[Supplied records — start]

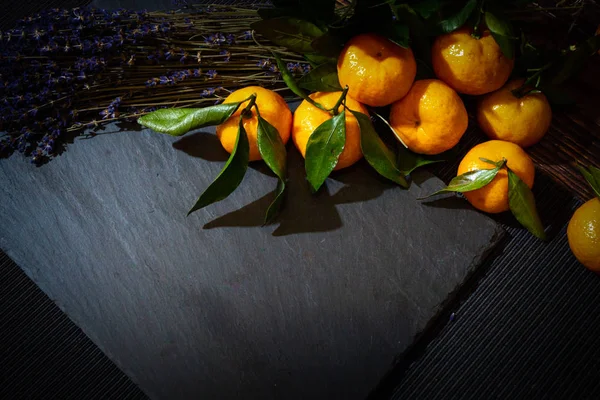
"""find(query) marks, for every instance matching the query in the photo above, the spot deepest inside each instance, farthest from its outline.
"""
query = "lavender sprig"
(65, 70)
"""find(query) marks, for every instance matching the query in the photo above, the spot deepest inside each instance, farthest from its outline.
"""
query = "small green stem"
(335, 108)
(247, 112)
(523, 89)
(476, 33)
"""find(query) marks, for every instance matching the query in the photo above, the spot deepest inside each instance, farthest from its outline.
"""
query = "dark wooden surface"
(214, 305)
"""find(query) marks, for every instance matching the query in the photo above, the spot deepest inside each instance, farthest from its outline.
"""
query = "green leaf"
(522, 205)
(232, 174)
(418, 34)
(376, 152)
(556, 95)
(502, 32)
(293, 33)
(272, 151)
(426, 8)
(458, 19)
(316, 60)
(323, 149)
(397, 33)
(575, 60)
(592, 176)
(469, 181)
(327, 45)
(288, 78)
(391, 128)
(408, 161)
(178, 121)
(271, 147)
(324, 78)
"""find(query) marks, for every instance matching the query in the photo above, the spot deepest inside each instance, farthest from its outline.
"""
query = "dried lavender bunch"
(64, 70)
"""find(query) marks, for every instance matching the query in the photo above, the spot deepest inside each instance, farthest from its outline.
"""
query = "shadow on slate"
(525, 325)
(316, 305)
(44, 355)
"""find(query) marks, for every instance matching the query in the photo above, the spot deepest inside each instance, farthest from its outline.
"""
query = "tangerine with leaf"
(523, 120)
(377, 71)
(431, 118)
(470, 63)
(493, 197)
(308, 117)
(272, 107)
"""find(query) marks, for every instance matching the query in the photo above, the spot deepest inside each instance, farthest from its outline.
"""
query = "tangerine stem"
(334, 109)
(247, 113)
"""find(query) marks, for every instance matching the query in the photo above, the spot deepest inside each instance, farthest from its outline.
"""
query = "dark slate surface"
(214, 305)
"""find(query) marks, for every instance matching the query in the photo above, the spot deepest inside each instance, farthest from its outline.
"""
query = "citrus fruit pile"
(332, 130)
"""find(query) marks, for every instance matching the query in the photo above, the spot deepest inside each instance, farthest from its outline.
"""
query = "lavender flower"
(227, 55)
(62, 70)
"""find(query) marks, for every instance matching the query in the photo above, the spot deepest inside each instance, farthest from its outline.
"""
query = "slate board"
(215, 305)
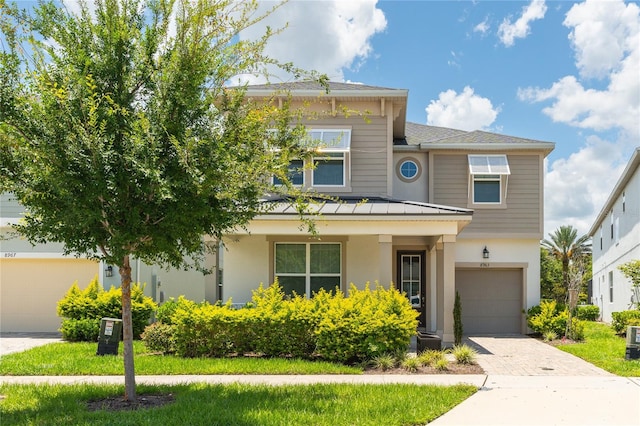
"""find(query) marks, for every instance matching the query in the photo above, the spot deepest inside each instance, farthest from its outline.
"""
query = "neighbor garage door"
(31, 289)
(491, 300)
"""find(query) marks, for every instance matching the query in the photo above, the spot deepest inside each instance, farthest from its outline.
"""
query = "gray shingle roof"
(314, 85)
(432, 136)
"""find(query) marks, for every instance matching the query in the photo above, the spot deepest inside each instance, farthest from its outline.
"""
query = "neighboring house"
(616, 240)
(445, 210)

[Supplied records — finish]

▶ [Your goal] Repeat the material above precisely as it appears, omitting the images it contains.

▶ [Answer section]
"""find(query) marks, for every instance matching the query in the photo above, the spot deepest inside each instance, farthest from its outline.
"""
query = "lavender sprig"
(65, 70)
"""find(query) marks, for every instance matching the query in the photo above, the spot deepest inside each instance, farthest from its outline.
"""
query = "small green stem"
(335, 108)
(247, 112)
(523, 89)
(476, 33)
"""find(query) marks, for every instance matching the query in the photo above, the spot deepest inside each instance, farthest from its outline.
"""
query = "dark wooden surface"
(214, 305)
"""find(query) marks, for every instance matching the query in the photo above, the spot deepest inside each instance, farthest from its outline.
"""
query = "green leaf"
(522, 205)
(232, 174)
(418, 34)
(376, 152)
(556, 95)
(502, 32)
(293, 33)
(272, 151)
(426, 8)
(458, 19)
(316, 60)
(323, 149)
(397, 33)
(575, 60)
(592, 176)
(469, 181)
(327, 45)
(288, 78)
(391, 128)
(408, 161)
(178, 121)
(271, 147)
(324, 78)
"""find(query) marks, for every instance matching the query in the photo above, the spot deepest inside each instance, farthest from its outline.
"""
query = "dried lavender bunch"
(64, 70)
"""find(query) marks, for every instance matching the query in the photo above, the spot deepest inside each instance, farthest from its outline.
"""
query = "shadow on slate"
(525, 325)
(316, 305)
(44, 355)
"""find(query) marks, for every instance matching the query in the photo above, the spot deepest inside each instance, farthest from its outline.
"""
query = "tangerine with leaf"
(523, 120)
(377, 71)
(431, 118)
(470, 63)
(493, 197)
(308, 117)
(272, 107)
"""find(query) marks, for every instance matching the query in the photo above, the spot deepest inside each instance, farthest from its outline.
"""
query = "tangerine stem"
(334, 109)
(247, 113)
"""find(query) marks, for every instance matching the query in the photo above, the spot deepest inside each instance, farthest from its outline.
"""
query = "dark slate surface"
(214, 305)
"""find(query) marks, for every instance matching the query in the photo above, the spot deepest inside each instance, farthest from its outline.
"""
query = "citrus fruit pile"
(332, 130)
"""find(query) marks, for every instance matching the query in the photo above, the spot deepest inside each instance, farthest from its outline.
"""
query = "lavender flower"
(227, 55)
(62, 70)
"""find(query) marks, for every instance matching the query in the photo above, the spot deepest inside each instance, farthest from its outline.
"""
query = "slate board"
(215, 305)
"""find(query) marks, for every instance matching the query in the photo above, the spot deepest inside each instance, farthest from its outline.
"""
query = "neighbor garage door"
(31, 289)
(491, 300)
"""find(query) marks, for every instance matching the query in the photo above, the spot deepest inside each instance, farthest from its outline.
"""
query = "gray shingle roof"
(314, 85)
(432, 136)
"""find(query) marks, for every instance matching the query in the photo above, the spot deepest inside each instance, farthest from its outline.
"""
query = "neighboring house"
(616, 240)
(445, 210)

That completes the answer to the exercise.